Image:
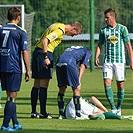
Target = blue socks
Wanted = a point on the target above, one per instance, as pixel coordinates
(110, 96)
(76, 100)
(120, 95)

-------------------------

**Aim of the exercise**
Every entry should come back exactly as written, only without images.

**Exercise solution**
Image:
Target = blue socks
Wanted = a point on the target above, one per instance, as pixel coordinates
(110, 96)
(76, 100)
(120, 95)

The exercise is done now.